Object position labeling entries:
====================

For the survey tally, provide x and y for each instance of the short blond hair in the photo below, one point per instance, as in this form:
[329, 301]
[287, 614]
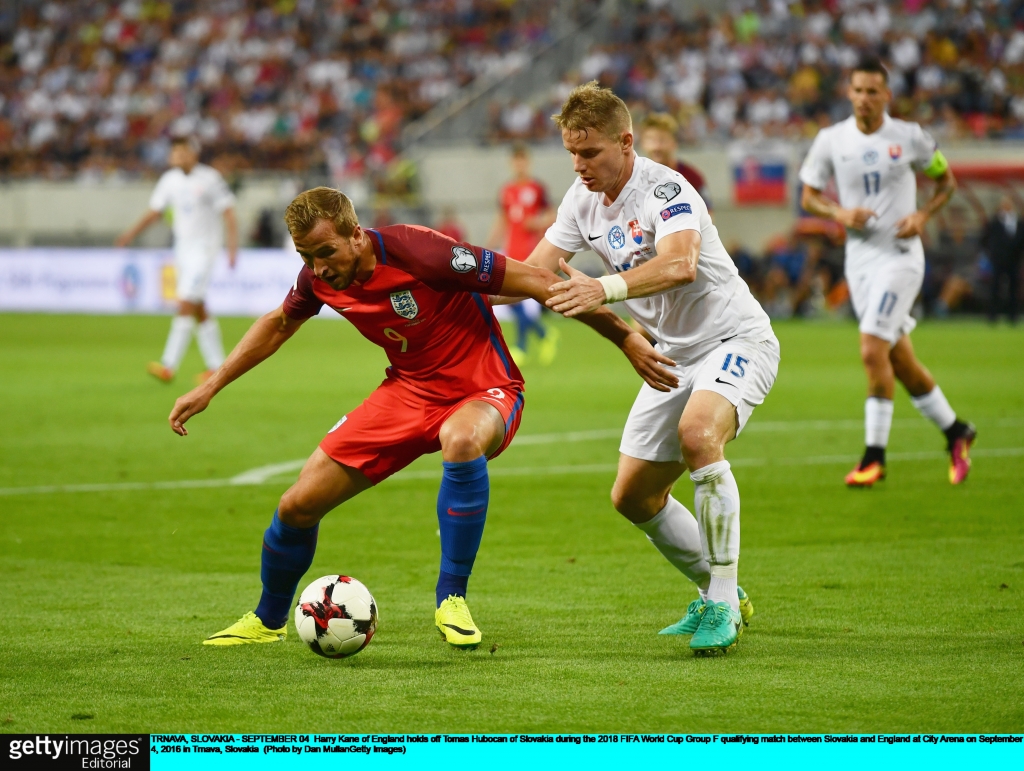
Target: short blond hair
[321, 203]
[590, 106]
[660, 122]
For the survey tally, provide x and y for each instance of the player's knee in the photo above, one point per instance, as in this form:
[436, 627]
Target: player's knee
[697, 440]
[634, 503]
[296, 512]
[460, 445]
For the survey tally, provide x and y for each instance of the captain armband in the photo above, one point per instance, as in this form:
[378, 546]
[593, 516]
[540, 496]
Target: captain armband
[937, 167]
[614, 288]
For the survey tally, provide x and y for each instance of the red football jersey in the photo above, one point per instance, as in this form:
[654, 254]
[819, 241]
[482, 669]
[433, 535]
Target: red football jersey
[520, 201]
[423, 305]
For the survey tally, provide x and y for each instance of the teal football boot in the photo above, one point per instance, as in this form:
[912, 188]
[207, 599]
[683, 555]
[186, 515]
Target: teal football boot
[688, 624]
[720, 629]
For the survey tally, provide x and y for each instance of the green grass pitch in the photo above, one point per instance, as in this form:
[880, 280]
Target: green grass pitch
[892, 609]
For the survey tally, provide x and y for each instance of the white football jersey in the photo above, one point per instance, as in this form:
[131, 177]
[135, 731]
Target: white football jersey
[198, 201]
[872, 171]
[656, 202]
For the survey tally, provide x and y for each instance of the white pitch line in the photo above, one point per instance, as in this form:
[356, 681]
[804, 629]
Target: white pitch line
[250, 479]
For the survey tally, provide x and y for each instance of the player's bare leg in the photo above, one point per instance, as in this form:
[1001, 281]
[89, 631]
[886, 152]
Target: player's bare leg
[932, 403]
[468, 436]
[289, 545]
[708, 423]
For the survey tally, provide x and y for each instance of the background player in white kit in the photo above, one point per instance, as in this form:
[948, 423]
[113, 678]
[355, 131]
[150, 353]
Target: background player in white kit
[873, 159]
[668, 263]
[199, 200]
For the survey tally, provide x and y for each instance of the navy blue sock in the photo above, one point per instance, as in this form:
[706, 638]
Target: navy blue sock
[288, 552]
[462, 511]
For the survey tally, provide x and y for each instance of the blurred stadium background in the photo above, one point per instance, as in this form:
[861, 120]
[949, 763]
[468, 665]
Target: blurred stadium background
[410, 108]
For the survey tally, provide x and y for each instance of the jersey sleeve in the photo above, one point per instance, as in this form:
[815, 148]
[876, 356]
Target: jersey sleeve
[221, 196]
[542, 198]
[817, 169]
[442, 263]
[161, 197]
[923, 147]
[301, 303]
[564, 231]
[672, 206]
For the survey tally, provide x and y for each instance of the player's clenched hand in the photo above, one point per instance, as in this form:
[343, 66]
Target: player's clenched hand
[646, 360]
[911, 224]
[580, 294]
[855, 218]
[192, 403]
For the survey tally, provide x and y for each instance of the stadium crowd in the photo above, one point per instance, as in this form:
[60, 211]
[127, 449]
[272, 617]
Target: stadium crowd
[774, 68]
[97, 88]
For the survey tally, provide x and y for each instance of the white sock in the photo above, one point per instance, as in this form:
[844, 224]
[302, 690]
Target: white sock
[934, 407]
[210, 345]
[878, 421]
[716, 498]
[177, 341]
[674, 531]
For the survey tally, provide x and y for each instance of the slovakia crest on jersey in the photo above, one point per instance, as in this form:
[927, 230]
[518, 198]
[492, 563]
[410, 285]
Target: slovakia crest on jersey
[404, 304]
[635, 231]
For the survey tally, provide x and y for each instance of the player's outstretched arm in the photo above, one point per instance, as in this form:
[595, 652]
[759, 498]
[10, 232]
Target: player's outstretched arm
[262, 340]
[675, 265]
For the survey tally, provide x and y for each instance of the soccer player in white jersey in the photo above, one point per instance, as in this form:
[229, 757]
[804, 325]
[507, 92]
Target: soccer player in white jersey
[199, 200]
[667, 262]
[873, 159]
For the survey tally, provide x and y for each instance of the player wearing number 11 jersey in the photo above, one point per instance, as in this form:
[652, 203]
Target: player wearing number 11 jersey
[873, 159]
[452, 387]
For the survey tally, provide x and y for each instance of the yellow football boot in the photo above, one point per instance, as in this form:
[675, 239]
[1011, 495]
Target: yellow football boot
[456, 625]
[248, 630]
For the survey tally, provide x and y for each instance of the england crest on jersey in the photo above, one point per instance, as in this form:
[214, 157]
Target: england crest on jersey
[404, 304]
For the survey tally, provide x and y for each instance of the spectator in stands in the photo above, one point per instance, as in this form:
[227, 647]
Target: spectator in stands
[1004, 242]
[450, 224]
[657, 140]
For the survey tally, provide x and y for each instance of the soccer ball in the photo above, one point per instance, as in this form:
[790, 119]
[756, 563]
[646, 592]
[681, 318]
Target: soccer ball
[336, 616]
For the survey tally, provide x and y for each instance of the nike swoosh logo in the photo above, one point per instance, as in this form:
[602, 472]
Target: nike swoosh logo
[467, 632]
[464, 513]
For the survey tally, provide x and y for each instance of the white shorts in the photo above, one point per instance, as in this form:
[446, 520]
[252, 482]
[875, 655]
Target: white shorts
[883, 292]
[741, 370]
[194, 266]
[531, 306]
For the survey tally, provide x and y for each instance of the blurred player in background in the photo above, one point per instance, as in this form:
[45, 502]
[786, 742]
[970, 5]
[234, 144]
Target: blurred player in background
[668, 264]
[523, 214]
[199, 201]
[873, 159]
[451, 387]
[657, 140]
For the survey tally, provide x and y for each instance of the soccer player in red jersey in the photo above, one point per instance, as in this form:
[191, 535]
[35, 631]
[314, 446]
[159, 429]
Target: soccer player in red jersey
[523, 215]
[452, 386]
[657, 139]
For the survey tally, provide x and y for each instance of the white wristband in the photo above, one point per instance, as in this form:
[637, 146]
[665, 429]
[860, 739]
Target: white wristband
[614, 288]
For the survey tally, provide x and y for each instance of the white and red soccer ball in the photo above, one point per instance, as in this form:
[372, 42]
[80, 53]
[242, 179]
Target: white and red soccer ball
[336, 616]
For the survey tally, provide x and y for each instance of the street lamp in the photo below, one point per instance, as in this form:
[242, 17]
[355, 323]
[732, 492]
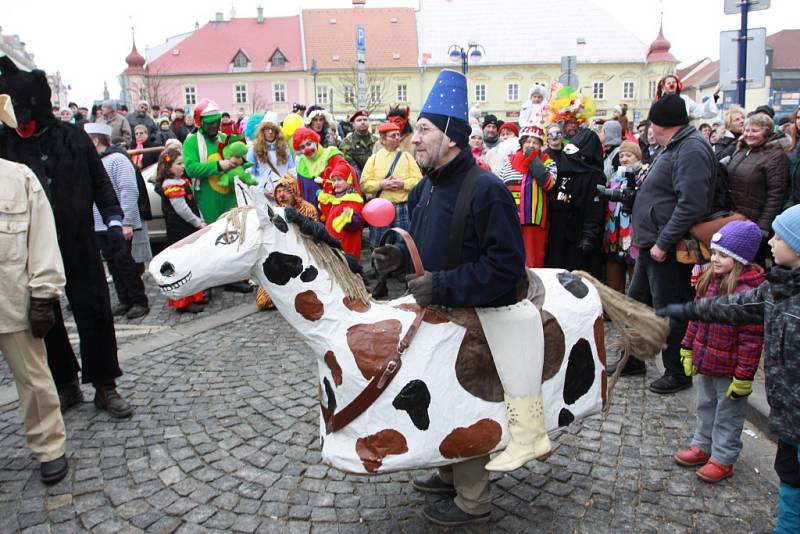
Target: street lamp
[314, 72]
[473, 51]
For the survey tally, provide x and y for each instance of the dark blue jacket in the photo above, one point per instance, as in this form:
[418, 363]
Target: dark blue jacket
[493, 256]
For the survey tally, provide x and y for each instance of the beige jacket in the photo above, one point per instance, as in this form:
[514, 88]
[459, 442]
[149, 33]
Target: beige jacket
[30, 260]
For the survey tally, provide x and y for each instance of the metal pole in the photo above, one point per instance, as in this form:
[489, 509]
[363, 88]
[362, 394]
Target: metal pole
[742, 70]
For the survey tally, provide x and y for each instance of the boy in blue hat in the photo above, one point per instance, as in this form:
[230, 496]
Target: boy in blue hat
[481, 270]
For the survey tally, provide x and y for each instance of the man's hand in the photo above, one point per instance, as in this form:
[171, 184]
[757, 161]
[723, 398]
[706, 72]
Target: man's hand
[421, 287]
[657, 254]
[387, 258]
[41, 316]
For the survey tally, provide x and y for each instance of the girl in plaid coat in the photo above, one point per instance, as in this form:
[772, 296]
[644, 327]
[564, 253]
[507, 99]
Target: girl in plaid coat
[724, 356]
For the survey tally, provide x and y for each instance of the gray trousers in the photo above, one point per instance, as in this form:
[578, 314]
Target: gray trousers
[471, 481]
[719, 419]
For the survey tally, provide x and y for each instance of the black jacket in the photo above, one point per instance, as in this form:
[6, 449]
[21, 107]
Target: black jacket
[775, 304]
[677, 191]
[493, 256]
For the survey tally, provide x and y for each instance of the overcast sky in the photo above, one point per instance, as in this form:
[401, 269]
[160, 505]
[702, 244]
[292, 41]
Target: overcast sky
[88, 40]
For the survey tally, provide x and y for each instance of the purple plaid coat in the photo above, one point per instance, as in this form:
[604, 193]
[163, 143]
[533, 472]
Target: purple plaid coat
[727, 350]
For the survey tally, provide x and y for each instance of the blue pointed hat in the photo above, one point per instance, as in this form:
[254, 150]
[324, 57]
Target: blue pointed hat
[447, 106]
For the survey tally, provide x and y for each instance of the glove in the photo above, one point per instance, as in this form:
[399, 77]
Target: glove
[421, 287]
[538, 171]
[739, 388]
[387, 258]
[42, 316]
[686, 360]
[685, 311]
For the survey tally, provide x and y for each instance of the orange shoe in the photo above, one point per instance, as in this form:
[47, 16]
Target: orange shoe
[691, 457]
[713, 472]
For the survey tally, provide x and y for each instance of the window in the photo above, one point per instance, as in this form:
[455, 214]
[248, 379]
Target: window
[190, 95]
[375, 94]
[402, 93]
[279, 92]
[480, 93]
[240, 61]
[240, 93]
[512, 92]
[627, 90]
[599, 90]
[278, 59]
[322, 95]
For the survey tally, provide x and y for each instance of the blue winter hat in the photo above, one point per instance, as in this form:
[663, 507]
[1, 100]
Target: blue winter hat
[787, 226]
[739, 240]
[447, 106]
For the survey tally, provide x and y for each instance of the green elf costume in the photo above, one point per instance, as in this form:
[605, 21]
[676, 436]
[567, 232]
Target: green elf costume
[202, 155]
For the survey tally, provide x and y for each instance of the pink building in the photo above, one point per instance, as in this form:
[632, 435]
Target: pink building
[246, 65]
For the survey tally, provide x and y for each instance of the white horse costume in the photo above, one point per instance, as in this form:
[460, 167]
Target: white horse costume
[444, 405]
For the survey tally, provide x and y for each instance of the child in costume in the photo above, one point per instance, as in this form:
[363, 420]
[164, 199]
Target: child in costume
[724, 356]
[181, 215]
[776, 305]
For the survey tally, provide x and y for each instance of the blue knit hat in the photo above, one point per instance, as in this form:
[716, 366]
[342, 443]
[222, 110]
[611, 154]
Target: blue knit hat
[787, 226]
[447, 107]
[739, 240]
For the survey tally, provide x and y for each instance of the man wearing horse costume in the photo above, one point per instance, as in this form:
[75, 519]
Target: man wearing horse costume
[479, 268]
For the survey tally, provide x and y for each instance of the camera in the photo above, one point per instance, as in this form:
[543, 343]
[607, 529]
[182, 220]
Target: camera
[625, 195]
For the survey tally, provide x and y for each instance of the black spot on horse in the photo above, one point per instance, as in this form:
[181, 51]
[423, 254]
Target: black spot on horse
[565, 417]
[280, 224]
[309, 274]
[580, 371]
[414, 399]
[573, 284]
[330, 396]
[279, 268]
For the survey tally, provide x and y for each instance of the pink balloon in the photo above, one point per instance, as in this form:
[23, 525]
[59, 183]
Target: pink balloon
[378, 212]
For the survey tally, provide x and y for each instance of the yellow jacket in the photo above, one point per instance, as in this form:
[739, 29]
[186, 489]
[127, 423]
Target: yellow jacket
[30, 260]
[377, 167]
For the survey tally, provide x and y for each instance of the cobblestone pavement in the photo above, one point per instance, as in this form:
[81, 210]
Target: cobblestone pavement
[225, 438]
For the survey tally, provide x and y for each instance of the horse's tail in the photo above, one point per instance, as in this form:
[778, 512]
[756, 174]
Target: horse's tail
[641, 331]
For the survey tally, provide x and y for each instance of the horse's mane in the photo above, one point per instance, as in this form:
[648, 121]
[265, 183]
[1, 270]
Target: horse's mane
[327, 252]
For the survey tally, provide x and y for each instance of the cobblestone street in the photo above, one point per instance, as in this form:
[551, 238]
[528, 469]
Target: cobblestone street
[225, 438]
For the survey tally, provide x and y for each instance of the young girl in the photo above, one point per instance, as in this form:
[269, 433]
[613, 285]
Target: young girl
[776, 305]
[726, 357]
[181, 215]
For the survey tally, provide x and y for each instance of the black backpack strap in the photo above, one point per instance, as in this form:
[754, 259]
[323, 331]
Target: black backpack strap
[455, 239]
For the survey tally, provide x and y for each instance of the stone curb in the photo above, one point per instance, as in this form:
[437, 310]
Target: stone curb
[8, 394]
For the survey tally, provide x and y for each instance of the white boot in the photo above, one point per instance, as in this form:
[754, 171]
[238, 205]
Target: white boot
[529, 440]
[516, 339]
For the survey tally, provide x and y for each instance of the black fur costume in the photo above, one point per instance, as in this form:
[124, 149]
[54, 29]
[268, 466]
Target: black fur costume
[67, 164]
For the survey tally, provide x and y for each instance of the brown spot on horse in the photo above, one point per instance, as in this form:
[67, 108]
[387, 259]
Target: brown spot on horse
[356, 305]
[372, 344]
[333, 365]
[309, 306]
[475, 440]
[374, 448]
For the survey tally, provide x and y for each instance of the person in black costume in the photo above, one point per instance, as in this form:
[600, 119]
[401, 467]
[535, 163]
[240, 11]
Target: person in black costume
[67, 165]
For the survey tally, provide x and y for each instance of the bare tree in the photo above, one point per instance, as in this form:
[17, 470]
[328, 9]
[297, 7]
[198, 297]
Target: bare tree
[377, 97]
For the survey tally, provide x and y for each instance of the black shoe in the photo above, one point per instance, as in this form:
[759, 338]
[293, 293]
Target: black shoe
[433, 484]
[54, 470]
[192, 308]
[239, 287]
[69, 395]
[120, 309]
[633, 367]
[107, 398]
[136, 311]
[447, 514]
[670, 384]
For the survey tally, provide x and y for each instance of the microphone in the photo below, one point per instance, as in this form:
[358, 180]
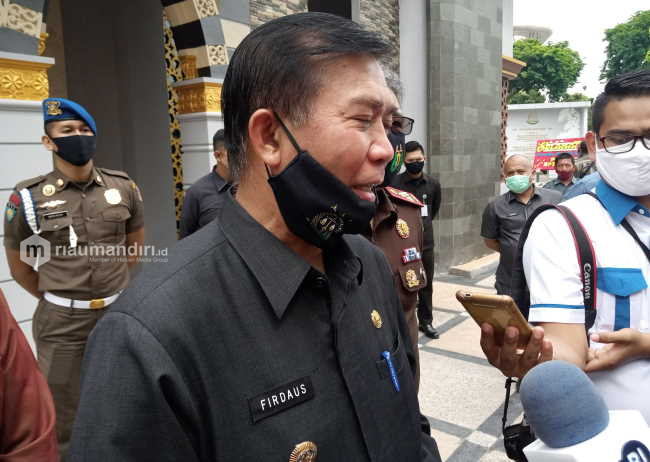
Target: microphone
[571, 420]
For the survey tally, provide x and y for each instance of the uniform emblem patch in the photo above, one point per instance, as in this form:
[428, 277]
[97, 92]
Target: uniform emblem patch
[411, 279]
[304, 452]
[410, 254]
[375, 317]
[402, 228]
[327, 223]
[48, 190]
[280, 399]
[112, 196]
[51, 204]
[54, 108]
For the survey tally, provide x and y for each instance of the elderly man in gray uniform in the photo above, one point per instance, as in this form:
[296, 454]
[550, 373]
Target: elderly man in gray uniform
[275, 332]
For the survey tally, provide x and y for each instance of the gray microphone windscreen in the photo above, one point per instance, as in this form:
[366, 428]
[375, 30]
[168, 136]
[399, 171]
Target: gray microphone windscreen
[562, 404]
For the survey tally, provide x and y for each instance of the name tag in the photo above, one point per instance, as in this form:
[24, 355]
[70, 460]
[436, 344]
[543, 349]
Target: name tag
[51, 216]
[280, 399]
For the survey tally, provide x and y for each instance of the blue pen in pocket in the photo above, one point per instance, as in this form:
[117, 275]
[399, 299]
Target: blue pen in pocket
[391, 368]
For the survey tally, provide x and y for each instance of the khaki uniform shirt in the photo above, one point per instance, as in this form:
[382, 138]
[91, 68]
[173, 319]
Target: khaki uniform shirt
[397, 230]
[101, 212]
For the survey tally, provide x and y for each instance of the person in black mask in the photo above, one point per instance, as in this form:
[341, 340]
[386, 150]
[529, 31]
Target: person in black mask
[77, 208]
[396, 229]
[427, 189]
[276, 318]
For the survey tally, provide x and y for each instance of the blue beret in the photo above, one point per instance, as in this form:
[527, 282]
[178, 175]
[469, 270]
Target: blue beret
[63, 109]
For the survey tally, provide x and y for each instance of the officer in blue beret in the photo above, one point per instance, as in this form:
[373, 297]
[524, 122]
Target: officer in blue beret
[81, 210]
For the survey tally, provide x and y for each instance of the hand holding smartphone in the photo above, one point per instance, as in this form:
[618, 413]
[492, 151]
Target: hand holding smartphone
[500, 311]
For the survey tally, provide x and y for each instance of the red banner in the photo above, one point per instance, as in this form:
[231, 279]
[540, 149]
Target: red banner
[546, 151]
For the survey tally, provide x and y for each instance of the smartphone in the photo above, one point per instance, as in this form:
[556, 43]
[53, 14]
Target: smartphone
[500, 311]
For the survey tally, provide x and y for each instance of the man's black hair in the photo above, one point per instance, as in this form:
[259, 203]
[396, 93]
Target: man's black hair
[218, 139]
[564, 155]
[628, 85]
[277, 66]
[413, 146]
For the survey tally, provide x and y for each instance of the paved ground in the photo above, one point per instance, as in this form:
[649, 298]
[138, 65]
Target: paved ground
[460, 393]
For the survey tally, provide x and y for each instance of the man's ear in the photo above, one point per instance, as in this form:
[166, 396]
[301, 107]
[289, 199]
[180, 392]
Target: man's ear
[590, 141]
[263, 137]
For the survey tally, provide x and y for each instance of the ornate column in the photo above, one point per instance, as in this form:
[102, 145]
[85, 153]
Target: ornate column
[199, 113]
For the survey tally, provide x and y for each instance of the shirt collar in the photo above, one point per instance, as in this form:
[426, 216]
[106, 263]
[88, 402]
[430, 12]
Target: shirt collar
[278, 269]
[61, 181]
[617, 204]
[219, 182]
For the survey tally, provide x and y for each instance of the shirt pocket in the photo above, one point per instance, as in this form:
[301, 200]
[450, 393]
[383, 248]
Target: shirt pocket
[55, 229]
[114, 219]
[621, 283]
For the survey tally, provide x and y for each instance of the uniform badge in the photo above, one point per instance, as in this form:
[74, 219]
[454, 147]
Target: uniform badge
[411, 254]
[51, 204]
[54, 108]
[375, 317]
[112, 196]
[48, 190]
[411, 279]
[402, 228]
[304, 452]
[327, 223]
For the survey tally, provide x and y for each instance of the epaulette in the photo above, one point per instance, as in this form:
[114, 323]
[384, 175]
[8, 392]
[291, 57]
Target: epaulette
[403, 196]
[29, 183]
[114, 173]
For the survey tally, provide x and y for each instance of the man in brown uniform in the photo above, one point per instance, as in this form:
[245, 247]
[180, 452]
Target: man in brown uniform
[92, 220]
[396, 229]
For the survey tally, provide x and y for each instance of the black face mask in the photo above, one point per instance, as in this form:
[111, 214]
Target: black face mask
[392, 169]
[315, 205]
[76, 149]
[414, 167]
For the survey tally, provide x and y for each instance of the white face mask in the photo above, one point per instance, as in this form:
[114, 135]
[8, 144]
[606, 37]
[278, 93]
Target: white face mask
[628, 172]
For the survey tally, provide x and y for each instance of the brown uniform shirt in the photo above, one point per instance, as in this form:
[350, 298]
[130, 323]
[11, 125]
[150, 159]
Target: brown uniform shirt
[102, 212]
[397, 230]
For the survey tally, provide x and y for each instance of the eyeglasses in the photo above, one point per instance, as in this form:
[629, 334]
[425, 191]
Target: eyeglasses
[619, 144]
[402, 125]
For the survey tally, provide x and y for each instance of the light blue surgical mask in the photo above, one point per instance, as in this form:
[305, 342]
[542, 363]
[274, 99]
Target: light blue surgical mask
[518, 183]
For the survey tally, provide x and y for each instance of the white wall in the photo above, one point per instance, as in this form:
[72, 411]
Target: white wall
[22, 156]
[414, 65]
[506, 36]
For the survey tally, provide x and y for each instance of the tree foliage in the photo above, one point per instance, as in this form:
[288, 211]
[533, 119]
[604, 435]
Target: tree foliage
[550, 69]
[628, 46]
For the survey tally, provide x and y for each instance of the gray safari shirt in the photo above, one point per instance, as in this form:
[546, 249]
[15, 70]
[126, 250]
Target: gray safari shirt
[503, 219]
[237, 349]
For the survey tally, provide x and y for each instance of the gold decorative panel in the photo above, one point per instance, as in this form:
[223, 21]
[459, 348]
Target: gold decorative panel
[23, 80]
[199, 97]
[188, 66]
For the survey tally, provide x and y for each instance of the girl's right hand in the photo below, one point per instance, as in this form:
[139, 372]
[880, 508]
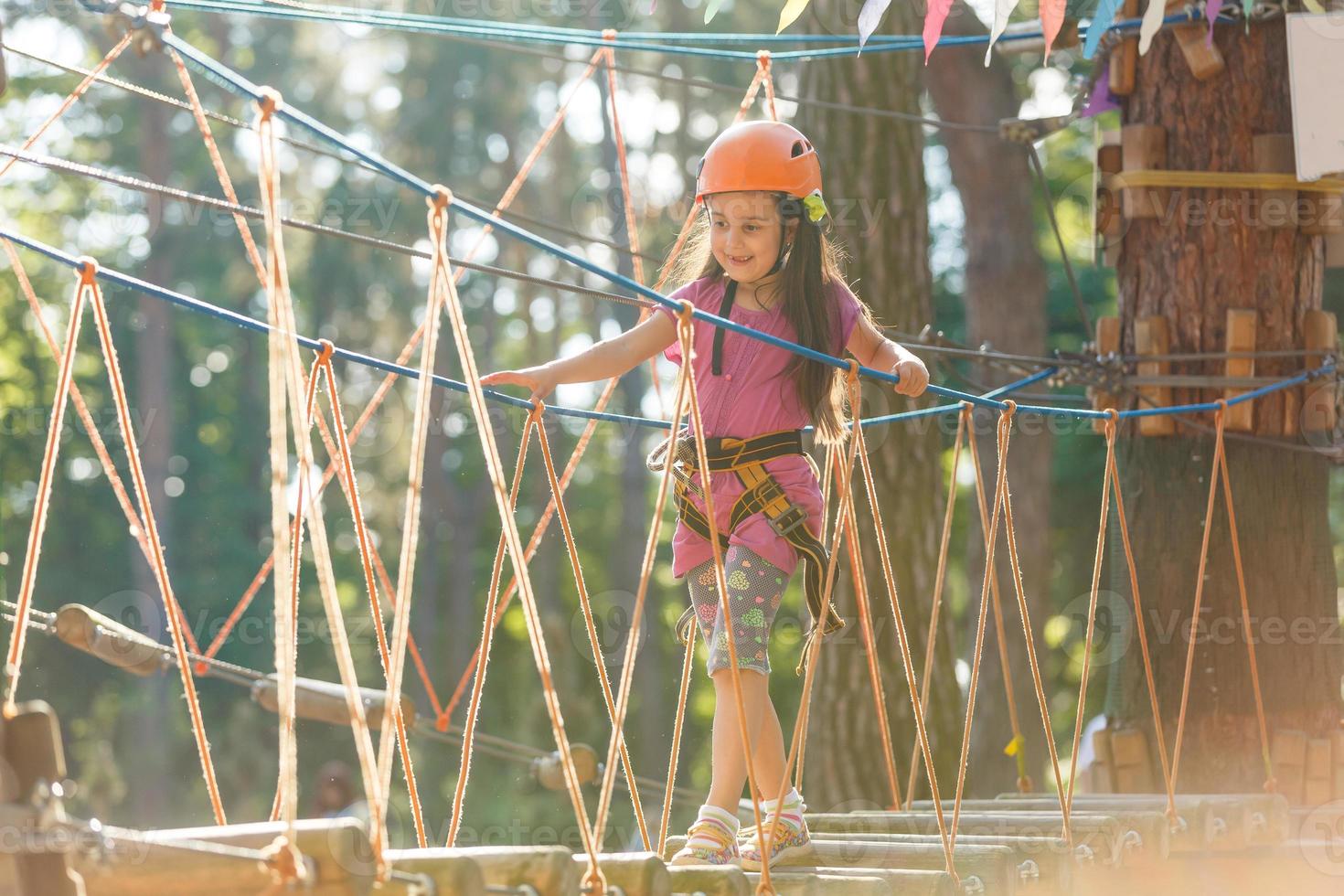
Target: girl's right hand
[539, 379]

====================

| Aim |
Beginning at the line that contains "the gray safari", retype each line of the data above through the very last one. Do not retype the pictures.

| Output |
For the survey tally, provide x and y for each instance of the gray safari shirt in the photo above, one point per instance, as in this form:
[546, 249]
[15, 70]
[126, 250]
Target: gray safari shirt
[503, 219]
[237, 349]
For the survey tally, provide x and y for each instance of the gold decorative panel in the photo above, one point per instance, as in this form:
[223, 21]
[459, 348]
Target: gold decorative panel
[23, 80]
[199, 97]
[188, 66]
For the survey tally, provide x and y for each instance of the girl's right hand in the photo below, one point per instance, as in this form:
[139, 372]
[880, 508]
Target: girl's right hand
[539, 379]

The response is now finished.